WHAT TO PRODUCE
Below are entries; copy exactly the lines from the one with "Query: recessed ceiling light" through the one with "Query: wood plank ceiling", both included, and leave out the rest.

(Natural language region descriptions)
*** Block opens ***
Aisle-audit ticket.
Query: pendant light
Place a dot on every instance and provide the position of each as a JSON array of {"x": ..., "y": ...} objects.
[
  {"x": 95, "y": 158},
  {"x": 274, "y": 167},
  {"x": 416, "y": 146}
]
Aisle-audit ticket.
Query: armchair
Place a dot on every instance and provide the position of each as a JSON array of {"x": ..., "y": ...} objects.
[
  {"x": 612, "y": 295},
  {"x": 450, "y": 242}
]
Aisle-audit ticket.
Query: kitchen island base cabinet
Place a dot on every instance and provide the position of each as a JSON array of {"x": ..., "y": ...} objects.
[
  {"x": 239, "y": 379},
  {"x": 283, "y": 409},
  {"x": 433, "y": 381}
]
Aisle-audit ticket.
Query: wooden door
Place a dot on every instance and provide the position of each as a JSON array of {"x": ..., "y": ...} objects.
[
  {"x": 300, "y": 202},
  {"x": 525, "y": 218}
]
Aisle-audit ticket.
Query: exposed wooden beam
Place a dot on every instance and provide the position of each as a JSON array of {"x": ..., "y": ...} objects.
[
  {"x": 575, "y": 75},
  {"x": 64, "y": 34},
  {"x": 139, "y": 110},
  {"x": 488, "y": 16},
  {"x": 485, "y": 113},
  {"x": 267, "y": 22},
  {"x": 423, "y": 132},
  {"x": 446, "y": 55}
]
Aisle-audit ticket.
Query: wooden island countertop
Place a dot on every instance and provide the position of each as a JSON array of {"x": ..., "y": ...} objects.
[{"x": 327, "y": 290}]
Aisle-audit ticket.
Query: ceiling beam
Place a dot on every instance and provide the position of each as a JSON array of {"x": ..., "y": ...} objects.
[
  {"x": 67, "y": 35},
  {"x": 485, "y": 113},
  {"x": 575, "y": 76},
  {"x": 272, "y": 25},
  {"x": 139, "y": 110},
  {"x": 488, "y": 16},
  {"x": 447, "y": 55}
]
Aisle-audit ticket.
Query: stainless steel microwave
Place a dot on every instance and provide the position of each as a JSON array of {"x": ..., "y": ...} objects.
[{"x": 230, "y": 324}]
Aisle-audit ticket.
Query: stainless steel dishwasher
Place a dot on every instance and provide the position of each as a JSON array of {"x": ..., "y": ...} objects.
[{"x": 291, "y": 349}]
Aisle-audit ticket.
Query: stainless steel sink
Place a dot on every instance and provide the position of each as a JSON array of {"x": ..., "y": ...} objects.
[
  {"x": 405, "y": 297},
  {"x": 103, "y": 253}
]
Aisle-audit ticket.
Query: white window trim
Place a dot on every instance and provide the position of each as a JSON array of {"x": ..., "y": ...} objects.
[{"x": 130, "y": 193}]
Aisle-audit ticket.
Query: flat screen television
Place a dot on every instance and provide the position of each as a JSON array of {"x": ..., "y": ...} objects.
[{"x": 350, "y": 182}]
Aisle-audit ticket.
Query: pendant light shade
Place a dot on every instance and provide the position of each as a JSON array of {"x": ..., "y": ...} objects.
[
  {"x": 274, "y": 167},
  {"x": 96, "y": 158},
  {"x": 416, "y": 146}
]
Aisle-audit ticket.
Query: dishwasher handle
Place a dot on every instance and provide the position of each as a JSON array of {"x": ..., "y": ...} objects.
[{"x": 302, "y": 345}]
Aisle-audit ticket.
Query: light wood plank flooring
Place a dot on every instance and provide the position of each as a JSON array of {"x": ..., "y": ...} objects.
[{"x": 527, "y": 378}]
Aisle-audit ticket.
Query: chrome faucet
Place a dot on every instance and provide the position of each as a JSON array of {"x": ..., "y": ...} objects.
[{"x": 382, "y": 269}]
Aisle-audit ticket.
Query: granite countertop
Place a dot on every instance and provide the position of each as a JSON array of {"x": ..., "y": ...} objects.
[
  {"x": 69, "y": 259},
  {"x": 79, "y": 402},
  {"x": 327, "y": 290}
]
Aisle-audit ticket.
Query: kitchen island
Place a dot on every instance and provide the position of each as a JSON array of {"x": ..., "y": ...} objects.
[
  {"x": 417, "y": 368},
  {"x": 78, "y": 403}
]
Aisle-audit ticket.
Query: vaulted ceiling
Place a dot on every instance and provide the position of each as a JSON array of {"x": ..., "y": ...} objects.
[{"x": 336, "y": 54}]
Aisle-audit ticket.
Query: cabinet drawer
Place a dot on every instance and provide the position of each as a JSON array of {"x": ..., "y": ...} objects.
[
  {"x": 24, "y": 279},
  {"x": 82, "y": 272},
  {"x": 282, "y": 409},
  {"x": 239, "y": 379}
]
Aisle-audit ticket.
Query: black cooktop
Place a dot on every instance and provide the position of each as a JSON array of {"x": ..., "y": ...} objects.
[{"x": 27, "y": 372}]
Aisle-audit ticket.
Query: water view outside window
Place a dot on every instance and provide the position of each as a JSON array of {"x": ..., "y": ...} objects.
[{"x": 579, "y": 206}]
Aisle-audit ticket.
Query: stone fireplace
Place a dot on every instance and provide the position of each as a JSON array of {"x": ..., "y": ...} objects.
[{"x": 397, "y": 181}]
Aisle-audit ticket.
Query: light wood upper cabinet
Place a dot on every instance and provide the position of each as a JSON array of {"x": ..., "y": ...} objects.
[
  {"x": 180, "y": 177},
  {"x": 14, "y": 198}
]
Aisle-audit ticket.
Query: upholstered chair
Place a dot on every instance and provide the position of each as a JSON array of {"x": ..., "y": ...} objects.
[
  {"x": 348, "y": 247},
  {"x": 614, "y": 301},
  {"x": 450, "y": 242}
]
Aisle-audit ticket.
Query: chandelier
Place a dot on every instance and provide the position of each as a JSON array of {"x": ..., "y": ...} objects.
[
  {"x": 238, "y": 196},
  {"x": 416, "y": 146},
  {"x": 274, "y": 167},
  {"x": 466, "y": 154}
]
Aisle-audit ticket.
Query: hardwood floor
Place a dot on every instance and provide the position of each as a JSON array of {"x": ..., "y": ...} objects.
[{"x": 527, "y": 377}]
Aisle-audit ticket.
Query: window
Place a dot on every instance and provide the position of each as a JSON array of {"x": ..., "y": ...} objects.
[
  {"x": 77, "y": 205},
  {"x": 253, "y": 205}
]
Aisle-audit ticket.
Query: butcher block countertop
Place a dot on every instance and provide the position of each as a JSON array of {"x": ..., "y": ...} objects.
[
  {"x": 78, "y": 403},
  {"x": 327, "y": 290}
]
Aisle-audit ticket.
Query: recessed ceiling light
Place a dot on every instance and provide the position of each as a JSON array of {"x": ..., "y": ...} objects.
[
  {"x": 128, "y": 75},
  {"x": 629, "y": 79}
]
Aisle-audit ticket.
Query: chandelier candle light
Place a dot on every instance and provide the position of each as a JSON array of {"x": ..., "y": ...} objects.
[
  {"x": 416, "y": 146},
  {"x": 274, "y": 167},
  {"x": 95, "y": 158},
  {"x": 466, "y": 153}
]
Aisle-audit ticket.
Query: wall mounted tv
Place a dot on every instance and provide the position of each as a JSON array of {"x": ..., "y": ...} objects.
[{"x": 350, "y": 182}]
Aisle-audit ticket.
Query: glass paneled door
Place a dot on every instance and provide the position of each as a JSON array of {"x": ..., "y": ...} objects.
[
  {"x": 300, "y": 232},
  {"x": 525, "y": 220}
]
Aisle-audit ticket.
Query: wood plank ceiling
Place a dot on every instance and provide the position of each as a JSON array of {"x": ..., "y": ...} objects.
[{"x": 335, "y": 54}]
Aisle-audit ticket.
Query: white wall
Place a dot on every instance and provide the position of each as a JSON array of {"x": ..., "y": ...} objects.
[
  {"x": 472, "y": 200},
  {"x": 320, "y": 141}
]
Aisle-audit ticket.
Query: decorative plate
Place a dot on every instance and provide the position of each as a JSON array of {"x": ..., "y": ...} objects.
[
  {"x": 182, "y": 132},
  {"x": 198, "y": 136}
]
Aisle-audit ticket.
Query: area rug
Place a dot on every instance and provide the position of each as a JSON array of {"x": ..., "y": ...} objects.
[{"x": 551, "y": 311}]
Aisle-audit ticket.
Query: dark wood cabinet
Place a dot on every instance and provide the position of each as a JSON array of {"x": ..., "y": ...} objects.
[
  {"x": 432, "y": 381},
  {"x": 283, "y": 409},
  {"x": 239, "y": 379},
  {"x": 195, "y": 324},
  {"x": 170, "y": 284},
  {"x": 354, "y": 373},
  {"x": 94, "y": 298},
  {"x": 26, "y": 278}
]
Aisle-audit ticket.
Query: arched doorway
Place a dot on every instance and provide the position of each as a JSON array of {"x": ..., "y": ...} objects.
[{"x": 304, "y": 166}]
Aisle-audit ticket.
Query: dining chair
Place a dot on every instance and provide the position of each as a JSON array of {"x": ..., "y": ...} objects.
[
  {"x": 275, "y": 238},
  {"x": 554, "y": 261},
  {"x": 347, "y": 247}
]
*** Block closes ***
*** Block opens ***
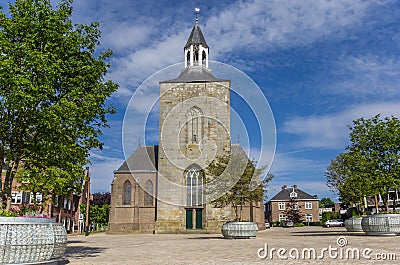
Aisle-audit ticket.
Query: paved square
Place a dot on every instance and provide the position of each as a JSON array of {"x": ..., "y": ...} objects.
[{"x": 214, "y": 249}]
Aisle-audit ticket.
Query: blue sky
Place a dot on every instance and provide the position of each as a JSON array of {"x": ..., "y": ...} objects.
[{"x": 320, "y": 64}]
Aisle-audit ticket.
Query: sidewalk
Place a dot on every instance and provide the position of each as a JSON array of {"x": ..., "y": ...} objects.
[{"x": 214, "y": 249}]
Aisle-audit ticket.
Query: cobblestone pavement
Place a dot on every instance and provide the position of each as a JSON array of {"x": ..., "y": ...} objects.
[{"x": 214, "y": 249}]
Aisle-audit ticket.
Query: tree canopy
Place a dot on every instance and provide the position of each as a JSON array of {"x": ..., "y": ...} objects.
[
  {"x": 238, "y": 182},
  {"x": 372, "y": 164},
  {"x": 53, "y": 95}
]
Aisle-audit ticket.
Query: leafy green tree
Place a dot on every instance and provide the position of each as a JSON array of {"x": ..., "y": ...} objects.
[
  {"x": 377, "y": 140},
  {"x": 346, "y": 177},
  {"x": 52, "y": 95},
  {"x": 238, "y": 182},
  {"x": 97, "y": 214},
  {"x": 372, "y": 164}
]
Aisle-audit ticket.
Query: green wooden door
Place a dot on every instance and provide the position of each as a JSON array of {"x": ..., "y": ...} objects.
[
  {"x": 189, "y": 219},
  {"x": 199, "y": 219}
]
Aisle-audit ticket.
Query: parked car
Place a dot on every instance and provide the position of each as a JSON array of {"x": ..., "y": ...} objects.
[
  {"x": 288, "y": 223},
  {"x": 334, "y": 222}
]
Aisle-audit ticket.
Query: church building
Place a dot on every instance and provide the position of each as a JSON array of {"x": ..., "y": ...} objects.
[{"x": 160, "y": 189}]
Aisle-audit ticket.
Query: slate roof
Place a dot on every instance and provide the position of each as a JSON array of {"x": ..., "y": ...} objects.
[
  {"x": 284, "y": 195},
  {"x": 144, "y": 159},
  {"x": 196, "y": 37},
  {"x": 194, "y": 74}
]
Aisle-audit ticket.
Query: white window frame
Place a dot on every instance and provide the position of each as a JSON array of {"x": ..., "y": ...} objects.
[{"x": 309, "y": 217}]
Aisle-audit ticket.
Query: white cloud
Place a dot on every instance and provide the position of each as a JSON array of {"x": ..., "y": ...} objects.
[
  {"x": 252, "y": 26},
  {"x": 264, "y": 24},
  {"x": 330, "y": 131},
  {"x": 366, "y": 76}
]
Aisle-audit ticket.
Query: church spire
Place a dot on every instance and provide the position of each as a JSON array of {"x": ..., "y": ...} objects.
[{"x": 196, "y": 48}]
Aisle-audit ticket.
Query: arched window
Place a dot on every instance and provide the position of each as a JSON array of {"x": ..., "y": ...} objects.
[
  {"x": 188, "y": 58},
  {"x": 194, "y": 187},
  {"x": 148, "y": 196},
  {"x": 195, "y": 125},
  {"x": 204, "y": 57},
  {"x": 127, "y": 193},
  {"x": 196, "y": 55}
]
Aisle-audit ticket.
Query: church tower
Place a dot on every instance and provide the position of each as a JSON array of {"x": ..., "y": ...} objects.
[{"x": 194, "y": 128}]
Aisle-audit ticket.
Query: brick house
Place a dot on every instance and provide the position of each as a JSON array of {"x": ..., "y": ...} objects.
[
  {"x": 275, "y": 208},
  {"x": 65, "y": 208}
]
*** Block closes ***
REPLY TO THE EXERCISE
Query: recessed ceiling light
Place a dot on every instance and provide the position of each as a JSON array of {"x": ..., "y": ...} objects.
[
  {"x": 128, "y": 75},
  {"x": 629, "y": 79}
]
Aisle-audit ticket.
Query: chandelier candle light
Place a dot on every instance and provide the position of each as a JSON array of {"x": ..., "y": ...} objects.
[
  {"x": 416, "y": 146},
  {"x": 274, "y": 167},
  {"x": 95, "y": 158},
  {"x": 466, "y": 153}
]
Aisle-audit ticket.
Query: wall mounted tv
Place a dot on every instance and provide the position of each as a JSON array of {"x": ..., "y": ...} objects.
[{"x": 350, "y": 182}]
Aisle-audit ticket.
Query: glass paneled door
Place a dot on every instance and provide the position of each as a JSON array of {"x": ..., "y": ...} objects.
[
  {"x": 300, "y": 232},
  {"x": 525, "y": 220}
]
Aisle-audit ticket.
Query: wood plank ceiling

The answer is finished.